Задание A: Согласно отрывку о руинах, когда Тотила изгнал всех жителей из Рима?
Задание B: Отредактируйте отрывок о руинах: перепишите его часть, начиная с «Наматиан рассказывает о» и заканчивая «deos. Inane caelum).», где «крапивы» нужно заменить на «лебеды».
Задание C: Продолжите отрывок о руинах с того места, на котором он обрывается.

Исходный отрывок:

============================================================

В книге пятой «Тускуланских бесед» Цицерон рассказывает о том дне, когда он прогуливался в окрестностях города Сиракузы в сопровождении нескольких друзей и группы рабов; вдруг он увидел в колючих зарослях ежевики, неподалеку от портика Агридженте, Низенькую колонну, украшенную изображением цилиндра и круга. Кому удалось вписать сферу в цилиндр? Архимеду. Чья это могила? Какого-то мертвеца. Следовательно, это могила Архимеда. Тотчас Цицерон приказал рабам взять мотыги и расчистить надгробие ученого. Затем он продиктовал эпитафию: «Случай повелел бедному гражданину Арпина отыскать для жителей Сиракуз могилу величай шего из гениев, коих приютил их город».
Поссидий сообщает («Жизнь Блаженного Августина», XXVIII), что Августин к старости любил повторять слова Плотина (которые этот последний взял у Эпиктета): «Для того, чтобы считаться великим, недостаточно принимать всерьез падение деревянных и каменных обломков (ligna et lapides) и смерть смертных». И однако, во время осады Рима королем ломбардов Агилульфом Блаженный Августин плакал над сожженными деревянными строениями и разбитыми каменными стенами города, над разрушением всего, что могло быть разрушено.
Любовь к руинам породила страсть к реликвиям и стала источником тех долгих меланхоличных излияний, что открыли эпоху средневековья. Фульгенций начинает так: «Да не поглотит земля воспоминание о том, что мы есть…» Иероним продолжает: «Я всего лишь прах, горсть праха, пыль земная». Оренций завершает: «В тот миг, когда мы начинаем говорить, мы начинаем и умирать. Поток жизни безмолвно несет нас к смерти. Мы непрерывно стремимся к последнему дню нашей жизни» (urget supremos ultima vita dies).
Наматиан рассказывает о путешествии, совершенном на корабле в 417 году вдоль тирренского побережья: он увидел там одни лишь руины. Приход христианства ввел в обиход этот вид сентиментального «некрофильского» туризма, родоначальником которого стал губернатор Сервий Сульпиций. В 546 году, во время осады Рима Тотилой5, голодные жители пекли лепешки из крапивы, растущей среди развалин. В январе 547 года Тотила изгнал всех жителей из города, и в течение сорока дней Рим был безлюден. За пятьсот лет до этого Марциал написал («Эпиграммы», IV, 123): «Нигде нет бога, и небеса пусты» (Nullos esse deos. Inane caelum).

============================================================

Фрагменты записей:
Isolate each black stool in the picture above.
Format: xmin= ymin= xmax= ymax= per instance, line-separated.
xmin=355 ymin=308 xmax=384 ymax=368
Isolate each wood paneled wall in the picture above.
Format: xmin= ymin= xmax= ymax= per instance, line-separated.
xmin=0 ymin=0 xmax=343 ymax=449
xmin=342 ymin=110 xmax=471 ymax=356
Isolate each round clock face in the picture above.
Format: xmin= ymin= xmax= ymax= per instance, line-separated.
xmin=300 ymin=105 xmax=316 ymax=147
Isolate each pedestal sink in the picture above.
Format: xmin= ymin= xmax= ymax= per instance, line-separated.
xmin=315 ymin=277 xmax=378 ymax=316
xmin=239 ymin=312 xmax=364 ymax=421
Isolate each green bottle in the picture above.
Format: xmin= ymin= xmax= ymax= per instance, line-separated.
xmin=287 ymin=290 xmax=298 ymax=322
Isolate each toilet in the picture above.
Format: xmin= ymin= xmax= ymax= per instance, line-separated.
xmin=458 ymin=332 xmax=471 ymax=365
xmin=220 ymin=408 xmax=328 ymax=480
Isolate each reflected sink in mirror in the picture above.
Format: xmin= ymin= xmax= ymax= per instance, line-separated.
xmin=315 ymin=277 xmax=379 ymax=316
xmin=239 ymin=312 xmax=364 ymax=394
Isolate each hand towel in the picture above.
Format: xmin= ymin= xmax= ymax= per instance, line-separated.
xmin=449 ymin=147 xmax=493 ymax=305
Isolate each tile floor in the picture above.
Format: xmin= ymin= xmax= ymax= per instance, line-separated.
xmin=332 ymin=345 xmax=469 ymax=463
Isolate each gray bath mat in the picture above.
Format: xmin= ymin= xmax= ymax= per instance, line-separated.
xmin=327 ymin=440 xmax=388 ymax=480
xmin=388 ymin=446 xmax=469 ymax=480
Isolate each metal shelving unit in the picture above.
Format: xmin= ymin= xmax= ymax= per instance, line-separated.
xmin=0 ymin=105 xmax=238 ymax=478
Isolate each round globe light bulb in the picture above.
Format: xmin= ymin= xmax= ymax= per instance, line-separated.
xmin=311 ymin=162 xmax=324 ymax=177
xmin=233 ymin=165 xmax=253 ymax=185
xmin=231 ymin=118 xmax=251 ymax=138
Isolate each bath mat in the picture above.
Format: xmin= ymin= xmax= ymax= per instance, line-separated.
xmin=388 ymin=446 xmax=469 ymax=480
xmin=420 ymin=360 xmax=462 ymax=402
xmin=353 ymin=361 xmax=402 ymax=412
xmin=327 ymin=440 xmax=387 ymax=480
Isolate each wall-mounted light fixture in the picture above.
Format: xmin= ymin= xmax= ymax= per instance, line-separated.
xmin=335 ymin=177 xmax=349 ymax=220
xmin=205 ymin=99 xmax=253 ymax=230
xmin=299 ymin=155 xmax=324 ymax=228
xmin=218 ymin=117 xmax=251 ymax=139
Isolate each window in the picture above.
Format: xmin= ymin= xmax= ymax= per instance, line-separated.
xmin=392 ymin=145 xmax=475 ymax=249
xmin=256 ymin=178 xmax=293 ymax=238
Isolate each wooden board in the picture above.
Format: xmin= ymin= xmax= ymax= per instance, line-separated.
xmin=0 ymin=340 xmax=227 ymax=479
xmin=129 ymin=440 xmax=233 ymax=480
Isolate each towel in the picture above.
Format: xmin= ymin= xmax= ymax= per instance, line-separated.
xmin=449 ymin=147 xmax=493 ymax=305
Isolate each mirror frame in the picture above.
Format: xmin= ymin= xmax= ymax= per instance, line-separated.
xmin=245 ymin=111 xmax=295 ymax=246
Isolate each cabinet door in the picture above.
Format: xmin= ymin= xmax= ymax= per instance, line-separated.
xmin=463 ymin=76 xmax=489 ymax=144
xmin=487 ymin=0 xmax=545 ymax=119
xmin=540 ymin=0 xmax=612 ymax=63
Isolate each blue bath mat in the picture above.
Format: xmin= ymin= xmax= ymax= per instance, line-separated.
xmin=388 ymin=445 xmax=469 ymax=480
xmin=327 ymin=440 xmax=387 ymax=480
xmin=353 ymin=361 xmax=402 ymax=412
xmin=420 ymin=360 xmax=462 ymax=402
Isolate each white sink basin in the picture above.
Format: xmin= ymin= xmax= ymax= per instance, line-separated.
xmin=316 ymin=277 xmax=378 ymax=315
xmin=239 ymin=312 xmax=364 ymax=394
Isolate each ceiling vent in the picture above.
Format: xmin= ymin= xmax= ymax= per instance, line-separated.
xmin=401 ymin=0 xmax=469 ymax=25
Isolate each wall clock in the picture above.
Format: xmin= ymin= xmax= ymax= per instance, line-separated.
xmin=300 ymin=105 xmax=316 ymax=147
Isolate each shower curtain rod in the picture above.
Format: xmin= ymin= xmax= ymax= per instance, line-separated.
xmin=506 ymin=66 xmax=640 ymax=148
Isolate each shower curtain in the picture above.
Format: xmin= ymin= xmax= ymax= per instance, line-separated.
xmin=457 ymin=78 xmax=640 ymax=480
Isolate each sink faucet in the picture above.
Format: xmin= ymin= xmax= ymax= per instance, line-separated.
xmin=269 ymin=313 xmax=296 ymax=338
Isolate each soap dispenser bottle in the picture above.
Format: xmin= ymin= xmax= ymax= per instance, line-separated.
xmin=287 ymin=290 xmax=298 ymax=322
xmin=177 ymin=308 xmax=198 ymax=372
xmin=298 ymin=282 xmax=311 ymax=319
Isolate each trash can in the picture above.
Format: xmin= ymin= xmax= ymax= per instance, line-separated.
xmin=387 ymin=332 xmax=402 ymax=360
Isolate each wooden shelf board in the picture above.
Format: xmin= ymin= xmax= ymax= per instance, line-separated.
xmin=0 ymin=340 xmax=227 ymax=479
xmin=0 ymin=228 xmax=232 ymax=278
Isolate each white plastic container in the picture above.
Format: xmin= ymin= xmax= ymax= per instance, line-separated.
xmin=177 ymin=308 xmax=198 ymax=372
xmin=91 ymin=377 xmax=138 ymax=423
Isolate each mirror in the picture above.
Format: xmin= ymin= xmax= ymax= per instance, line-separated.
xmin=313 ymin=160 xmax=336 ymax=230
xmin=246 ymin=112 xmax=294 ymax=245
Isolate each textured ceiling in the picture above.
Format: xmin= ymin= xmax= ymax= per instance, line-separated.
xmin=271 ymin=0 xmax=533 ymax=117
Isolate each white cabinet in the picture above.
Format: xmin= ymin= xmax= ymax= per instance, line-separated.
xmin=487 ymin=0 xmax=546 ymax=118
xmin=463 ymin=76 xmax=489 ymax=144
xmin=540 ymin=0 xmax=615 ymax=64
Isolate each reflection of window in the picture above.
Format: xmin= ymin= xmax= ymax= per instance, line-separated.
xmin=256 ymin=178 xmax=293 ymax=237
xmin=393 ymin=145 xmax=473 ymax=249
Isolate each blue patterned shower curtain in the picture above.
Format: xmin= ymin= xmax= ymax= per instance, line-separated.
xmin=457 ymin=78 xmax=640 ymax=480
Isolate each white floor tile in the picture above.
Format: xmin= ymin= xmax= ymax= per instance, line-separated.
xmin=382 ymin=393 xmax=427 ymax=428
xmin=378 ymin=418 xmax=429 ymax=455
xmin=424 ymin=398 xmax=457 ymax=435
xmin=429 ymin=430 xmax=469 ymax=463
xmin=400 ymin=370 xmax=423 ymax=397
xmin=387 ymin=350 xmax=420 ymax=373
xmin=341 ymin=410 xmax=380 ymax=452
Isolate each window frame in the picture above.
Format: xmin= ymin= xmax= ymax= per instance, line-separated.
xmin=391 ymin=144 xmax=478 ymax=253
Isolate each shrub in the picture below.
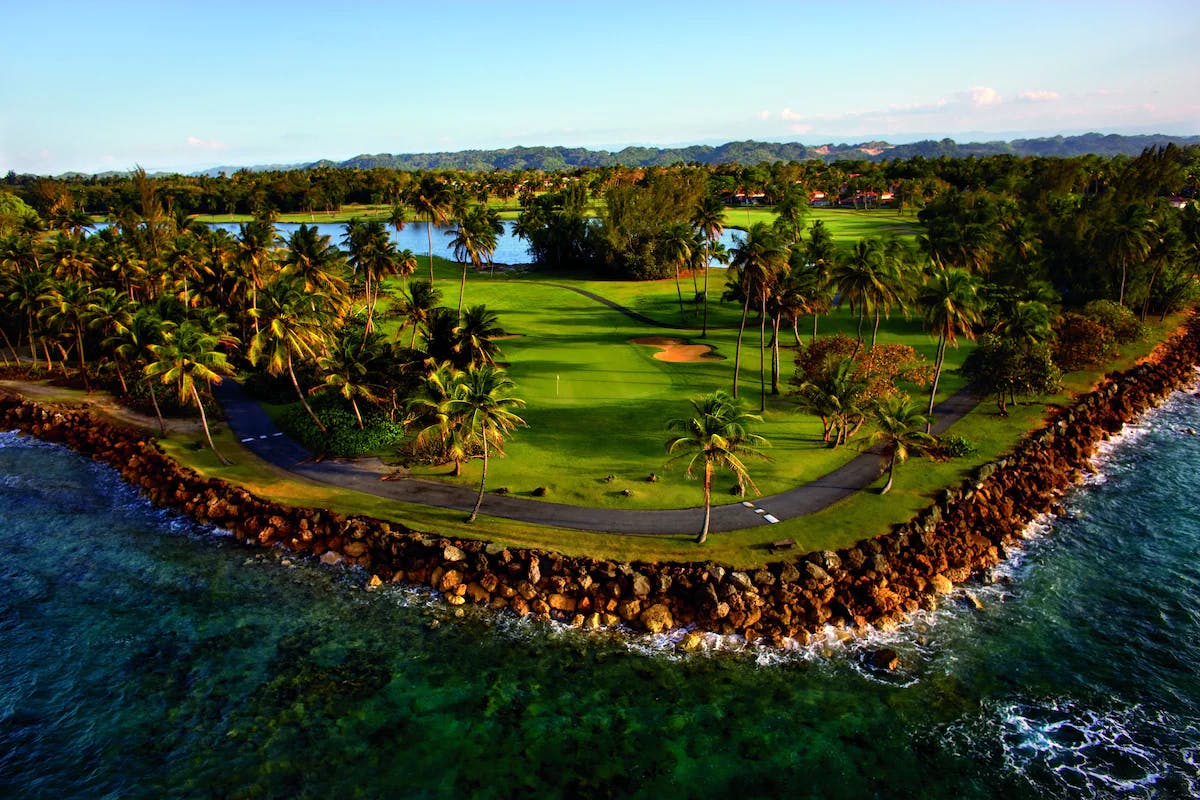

============================================================

Ответ A: В январе 547 года.

Ответ B:
Наматиан рассказывает о путешествии, совершенном на корабле в 417 году вдоль тирренского побережья: он увидел там одни лишь руины. Приход христианства ввел в обиход этот вид сентиментального «некрофильского» туризма, родоначальником которого стал губернатор Сервий Сульпиций. В 546 году, во время осады Рима Тотилой5, голодные жители пекли лепешки из лебеды, растущей среди развалин. В январе 547 года Тотила изгнал всех жителей из города, и в течение сорока дней Рим был безлюден. За пятьсот лет до этого Марциал написал («Эпиграммы», IV, 123): «Нигде нет бога, и небеса пусты» (Nullos esse deos. Inane caelum).

Ответ C:
Слово «villa» некогда означало «усадьба». Частное владение стало называться «mouseion». Сжигание превратилось в погребение. На саркофагах во множестве появились портреты умерших. За ними последовали частные цензурированные письма не политического характера. Эти последние породили жанр автобиографических повествований. Римский индивидуализм, от Овидия до Плиния Младшего, – это обожествление виллы, погружение в книги, превращение души в крепостную башню, укрытую за стенами и валами, обособившуюся не только по отношению к городу, но главным образом по отношению к обществу, жесткая, бескомпромиссная оппозиция «виллы» к греческому «polis», к римскому «urbs». Сама судьба французкого слова «ville» (напомню: villa означала усадьбу) свидетель-ствует об отношении к древним городам их обитателей.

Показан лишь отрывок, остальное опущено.